Material provided
↓↓↓

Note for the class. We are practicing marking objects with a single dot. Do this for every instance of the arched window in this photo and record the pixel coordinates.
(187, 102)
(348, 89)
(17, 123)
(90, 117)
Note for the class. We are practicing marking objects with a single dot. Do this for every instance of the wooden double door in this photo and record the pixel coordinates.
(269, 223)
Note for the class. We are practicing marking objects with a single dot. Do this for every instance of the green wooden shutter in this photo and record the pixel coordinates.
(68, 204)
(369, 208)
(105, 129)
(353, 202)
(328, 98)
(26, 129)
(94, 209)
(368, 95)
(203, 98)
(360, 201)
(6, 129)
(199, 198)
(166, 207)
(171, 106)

↑↑↑

Problem requirements
Quote every entry exactly.

Answer section
Note for the class. We are practicing marking objects with a single dot. Do this for every instance of the arched window in this photo and record the pixel coordinates.
(187, 102)
(348, 89)
(17, 123)
(90, 117)
Note for the class. We are practicing marking objects with a single dot. Do this for every instance of the wooden double door in this photo and record the pixel coordinates.
(269, 223)
Note for the class. We are practicing marking objects with a single dot. Do this for every instance of the green wooden shutter in this photo and record the pixel coordinates.
(68, 204)
(369, 208)
(105, 129)
(353, 202)
(328, 98)
(26, 129)
(94, 209)
(368, 95)
(203, 98)
(360, 201)
(6, 129)
(199, 198)
(166, 207)
(171, 106)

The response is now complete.